• [WORK TO COMPLETE] Collect every line below that contains the word "person".

(Dataset items)

>>

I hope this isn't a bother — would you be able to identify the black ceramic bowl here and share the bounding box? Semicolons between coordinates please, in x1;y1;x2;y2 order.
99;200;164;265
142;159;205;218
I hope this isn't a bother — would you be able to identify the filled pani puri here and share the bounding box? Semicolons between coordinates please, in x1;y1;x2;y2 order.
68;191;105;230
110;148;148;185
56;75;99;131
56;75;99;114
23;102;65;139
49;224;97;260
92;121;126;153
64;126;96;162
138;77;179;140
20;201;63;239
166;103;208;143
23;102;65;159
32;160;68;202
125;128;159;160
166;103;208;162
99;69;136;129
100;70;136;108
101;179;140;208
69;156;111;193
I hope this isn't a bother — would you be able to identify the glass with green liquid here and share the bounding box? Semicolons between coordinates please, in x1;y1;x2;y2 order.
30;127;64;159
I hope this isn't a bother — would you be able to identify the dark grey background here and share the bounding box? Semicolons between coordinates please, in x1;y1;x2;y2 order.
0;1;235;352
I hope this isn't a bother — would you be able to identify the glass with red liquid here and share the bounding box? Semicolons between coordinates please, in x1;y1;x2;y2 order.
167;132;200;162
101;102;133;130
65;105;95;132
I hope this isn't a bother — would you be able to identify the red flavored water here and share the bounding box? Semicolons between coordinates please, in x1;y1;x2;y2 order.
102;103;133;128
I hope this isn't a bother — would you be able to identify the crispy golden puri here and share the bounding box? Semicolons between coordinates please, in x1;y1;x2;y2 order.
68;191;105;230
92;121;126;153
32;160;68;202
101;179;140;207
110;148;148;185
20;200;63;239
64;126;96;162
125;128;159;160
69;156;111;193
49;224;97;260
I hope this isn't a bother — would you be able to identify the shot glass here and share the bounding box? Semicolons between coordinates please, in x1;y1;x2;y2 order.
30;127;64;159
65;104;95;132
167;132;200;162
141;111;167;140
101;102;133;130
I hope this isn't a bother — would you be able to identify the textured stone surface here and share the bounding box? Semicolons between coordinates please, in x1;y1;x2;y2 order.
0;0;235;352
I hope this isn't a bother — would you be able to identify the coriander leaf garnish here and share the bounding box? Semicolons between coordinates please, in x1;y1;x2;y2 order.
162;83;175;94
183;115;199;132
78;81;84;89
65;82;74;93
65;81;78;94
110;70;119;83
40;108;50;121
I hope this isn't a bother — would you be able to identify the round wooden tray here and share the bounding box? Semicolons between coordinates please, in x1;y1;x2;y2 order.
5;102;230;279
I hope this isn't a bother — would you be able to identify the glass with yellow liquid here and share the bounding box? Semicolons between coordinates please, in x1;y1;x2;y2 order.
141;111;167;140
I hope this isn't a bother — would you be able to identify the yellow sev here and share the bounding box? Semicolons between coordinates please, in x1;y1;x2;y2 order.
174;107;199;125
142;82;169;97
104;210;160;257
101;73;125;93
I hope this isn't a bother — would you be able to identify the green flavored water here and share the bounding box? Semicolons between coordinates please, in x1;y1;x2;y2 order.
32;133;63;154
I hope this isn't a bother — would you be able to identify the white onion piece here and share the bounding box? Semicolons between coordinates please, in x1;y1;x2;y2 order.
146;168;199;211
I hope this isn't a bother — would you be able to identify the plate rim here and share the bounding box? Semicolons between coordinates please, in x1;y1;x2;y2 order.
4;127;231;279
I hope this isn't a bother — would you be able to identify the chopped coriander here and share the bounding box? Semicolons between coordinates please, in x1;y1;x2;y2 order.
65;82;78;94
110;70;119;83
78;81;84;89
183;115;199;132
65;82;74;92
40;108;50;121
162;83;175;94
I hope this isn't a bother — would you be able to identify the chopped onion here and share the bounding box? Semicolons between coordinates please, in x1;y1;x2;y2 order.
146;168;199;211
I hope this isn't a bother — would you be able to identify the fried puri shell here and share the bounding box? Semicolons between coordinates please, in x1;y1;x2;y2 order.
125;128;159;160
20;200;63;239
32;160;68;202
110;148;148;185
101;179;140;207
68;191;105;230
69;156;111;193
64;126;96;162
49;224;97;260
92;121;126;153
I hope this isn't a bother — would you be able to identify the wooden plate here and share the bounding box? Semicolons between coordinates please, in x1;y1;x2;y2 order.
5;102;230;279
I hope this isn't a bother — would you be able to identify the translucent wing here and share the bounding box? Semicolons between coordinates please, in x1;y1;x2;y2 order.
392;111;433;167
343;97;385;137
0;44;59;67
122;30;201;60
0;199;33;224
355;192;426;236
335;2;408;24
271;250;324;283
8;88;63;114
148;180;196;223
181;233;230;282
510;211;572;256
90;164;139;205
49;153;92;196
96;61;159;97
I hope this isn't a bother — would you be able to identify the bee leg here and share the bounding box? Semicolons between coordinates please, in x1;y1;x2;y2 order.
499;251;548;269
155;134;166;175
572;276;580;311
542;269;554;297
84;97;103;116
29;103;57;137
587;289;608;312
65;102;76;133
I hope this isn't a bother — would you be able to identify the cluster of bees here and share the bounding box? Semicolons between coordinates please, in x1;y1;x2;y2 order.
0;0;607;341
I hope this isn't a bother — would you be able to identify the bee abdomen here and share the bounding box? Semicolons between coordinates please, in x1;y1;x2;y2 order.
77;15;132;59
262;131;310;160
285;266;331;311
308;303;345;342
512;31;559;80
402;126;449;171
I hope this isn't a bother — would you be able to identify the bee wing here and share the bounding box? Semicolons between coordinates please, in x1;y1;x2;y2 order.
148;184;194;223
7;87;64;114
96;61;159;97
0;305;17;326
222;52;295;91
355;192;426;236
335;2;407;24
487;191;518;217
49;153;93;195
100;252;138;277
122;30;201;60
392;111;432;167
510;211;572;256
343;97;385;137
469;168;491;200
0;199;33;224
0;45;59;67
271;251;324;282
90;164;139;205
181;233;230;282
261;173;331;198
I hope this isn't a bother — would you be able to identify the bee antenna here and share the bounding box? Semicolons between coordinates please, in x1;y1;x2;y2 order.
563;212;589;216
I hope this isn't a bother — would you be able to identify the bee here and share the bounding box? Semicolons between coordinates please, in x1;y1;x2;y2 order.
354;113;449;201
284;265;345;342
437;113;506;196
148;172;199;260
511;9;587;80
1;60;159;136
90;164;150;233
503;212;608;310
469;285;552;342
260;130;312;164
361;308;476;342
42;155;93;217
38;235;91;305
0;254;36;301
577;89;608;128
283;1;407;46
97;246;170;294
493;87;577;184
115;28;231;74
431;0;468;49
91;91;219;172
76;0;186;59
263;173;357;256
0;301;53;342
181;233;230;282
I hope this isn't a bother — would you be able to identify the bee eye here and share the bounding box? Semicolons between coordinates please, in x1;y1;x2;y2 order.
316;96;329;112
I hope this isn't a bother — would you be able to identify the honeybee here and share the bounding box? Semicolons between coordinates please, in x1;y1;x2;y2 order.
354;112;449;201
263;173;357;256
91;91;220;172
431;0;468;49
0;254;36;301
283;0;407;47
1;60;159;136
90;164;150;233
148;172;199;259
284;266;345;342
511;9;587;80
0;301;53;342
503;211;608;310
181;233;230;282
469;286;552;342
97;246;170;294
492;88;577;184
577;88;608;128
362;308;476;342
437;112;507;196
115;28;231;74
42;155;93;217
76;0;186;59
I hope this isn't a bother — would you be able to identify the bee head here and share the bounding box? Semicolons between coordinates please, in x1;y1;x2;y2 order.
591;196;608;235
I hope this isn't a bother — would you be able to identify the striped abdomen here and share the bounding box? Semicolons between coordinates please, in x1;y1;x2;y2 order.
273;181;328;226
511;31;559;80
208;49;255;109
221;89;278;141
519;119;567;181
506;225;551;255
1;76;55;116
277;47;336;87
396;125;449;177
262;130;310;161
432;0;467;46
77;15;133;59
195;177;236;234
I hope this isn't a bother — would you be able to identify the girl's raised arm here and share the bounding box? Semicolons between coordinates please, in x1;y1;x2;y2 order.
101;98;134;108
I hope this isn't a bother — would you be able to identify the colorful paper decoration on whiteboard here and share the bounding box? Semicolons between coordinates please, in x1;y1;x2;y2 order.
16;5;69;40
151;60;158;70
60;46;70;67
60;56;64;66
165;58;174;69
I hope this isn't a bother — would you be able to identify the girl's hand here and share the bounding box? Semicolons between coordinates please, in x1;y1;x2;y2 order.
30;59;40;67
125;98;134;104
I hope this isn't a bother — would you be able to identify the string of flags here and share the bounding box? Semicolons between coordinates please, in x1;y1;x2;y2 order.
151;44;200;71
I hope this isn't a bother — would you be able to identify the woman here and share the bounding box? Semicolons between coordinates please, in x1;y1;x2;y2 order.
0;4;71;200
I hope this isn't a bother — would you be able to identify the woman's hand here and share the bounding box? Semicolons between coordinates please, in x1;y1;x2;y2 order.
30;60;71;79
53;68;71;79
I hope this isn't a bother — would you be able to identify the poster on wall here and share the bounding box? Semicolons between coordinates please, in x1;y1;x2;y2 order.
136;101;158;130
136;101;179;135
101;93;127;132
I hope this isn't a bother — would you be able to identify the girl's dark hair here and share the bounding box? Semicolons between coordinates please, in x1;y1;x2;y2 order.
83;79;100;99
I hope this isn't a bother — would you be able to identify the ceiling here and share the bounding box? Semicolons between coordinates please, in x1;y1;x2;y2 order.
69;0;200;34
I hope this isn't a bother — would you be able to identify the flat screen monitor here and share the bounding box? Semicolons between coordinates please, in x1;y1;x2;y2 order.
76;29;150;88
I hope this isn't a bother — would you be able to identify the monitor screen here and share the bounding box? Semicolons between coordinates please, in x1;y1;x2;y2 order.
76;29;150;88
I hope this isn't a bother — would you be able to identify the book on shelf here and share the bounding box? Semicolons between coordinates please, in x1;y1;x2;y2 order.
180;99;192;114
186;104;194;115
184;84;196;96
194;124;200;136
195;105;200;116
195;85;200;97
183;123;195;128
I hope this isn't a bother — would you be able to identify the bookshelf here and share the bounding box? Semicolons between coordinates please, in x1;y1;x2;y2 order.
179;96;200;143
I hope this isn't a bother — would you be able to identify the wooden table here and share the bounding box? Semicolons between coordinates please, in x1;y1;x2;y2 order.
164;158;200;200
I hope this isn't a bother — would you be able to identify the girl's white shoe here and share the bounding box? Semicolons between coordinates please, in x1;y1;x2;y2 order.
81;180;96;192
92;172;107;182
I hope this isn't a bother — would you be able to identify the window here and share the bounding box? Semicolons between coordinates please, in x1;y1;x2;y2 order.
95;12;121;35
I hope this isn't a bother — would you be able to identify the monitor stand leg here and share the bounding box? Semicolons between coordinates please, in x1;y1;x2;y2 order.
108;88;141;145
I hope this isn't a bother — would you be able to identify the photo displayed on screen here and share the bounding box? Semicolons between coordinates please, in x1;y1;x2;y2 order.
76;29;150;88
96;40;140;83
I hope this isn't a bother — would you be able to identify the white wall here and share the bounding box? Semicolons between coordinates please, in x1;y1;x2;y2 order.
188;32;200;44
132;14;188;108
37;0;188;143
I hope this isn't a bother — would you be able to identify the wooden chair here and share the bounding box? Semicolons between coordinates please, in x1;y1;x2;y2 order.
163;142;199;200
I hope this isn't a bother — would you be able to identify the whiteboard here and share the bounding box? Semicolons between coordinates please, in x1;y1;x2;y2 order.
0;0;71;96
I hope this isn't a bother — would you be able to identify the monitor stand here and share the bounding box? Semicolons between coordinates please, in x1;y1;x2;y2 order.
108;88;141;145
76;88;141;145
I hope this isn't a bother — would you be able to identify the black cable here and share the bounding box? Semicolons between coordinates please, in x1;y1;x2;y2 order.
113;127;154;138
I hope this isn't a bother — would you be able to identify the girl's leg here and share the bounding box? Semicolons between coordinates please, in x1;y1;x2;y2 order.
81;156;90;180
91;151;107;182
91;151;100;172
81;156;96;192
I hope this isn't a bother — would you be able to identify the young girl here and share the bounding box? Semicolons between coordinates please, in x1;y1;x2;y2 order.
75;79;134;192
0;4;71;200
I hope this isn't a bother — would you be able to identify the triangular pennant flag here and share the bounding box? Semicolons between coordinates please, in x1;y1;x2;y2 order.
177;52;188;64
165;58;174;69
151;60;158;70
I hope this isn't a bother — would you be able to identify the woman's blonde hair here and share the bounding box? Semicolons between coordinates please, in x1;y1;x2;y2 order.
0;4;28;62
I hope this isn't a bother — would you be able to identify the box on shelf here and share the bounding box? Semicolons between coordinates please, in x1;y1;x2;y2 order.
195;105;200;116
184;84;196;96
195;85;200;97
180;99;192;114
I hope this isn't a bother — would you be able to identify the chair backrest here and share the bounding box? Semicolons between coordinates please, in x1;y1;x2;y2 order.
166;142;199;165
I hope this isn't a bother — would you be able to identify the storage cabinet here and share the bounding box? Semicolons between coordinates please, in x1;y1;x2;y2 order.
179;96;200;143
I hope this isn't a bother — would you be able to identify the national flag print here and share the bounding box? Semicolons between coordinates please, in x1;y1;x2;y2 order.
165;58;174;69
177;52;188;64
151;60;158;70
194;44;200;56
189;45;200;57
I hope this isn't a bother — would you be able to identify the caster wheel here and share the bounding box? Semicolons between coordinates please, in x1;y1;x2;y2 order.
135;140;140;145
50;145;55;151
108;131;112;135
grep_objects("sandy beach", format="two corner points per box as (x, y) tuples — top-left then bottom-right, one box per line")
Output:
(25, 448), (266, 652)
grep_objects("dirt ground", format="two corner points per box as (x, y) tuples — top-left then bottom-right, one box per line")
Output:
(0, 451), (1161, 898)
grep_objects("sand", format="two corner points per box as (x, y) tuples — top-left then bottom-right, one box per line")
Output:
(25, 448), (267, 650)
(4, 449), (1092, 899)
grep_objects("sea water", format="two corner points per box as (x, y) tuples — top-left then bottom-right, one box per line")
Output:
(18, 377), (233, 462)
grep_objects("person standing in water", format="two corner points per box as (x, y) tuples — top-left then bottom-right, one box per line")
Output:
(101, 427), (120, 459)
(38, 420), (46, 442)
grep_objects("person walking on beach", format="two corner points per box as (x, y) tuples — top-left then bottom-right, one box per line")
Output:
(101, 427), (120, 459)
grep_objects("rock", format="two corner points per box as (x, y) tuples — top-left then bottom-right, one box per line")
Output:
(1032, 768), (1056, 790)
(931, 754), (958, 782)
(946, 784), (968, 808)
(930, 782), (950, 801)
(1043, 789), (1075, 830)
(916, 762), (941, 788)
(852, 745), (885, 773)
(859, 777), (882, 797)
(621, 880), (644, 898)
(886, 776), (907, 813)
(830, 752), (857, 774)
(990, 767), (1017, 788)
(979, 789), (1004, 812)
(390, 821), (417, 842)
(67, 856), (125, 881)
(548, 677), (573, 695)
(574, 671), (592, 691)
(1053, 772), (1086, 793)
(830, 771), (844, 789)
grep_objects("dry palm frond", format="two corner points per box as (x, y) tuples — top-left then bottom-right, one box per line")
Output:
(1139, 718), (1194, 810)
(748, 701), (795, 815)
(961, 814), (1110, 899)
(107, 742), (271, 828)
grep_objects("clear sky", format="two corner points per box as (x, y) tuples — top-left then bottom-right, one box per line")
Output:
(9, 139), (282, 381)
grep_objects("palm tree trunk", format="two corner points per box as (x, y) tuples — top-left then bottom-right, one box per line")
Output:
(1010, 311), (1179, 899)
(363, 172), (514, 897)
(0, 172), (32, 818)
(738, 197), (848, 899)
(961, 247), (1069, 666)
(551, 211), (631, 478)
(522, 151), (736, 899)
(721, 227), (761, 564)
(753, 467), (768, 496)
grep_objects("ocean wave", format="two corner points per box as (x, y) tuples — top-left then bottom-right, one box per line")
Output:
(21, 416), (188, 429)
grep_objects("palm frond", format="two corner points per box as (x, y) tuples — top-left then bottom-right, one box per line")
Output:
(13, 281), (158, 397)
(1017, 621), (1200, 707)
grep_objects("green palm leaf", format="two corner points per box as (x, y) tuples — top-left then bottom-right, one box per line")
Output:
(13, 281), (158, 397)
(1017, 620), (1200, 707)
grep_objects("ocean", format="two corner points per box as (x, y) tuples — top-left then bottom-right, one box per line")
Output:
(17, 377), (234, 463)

<<

• [ANSWER TO THE PROBLEM]
grep_objects("person standing in water", format="two corner points per box as (x, y) tuples — top-left then bottom-right, one box per line")
grep_objects("person walking on beach", format="two corner points per box as (x, y) tuples — top-left then bottom-right, one box per line")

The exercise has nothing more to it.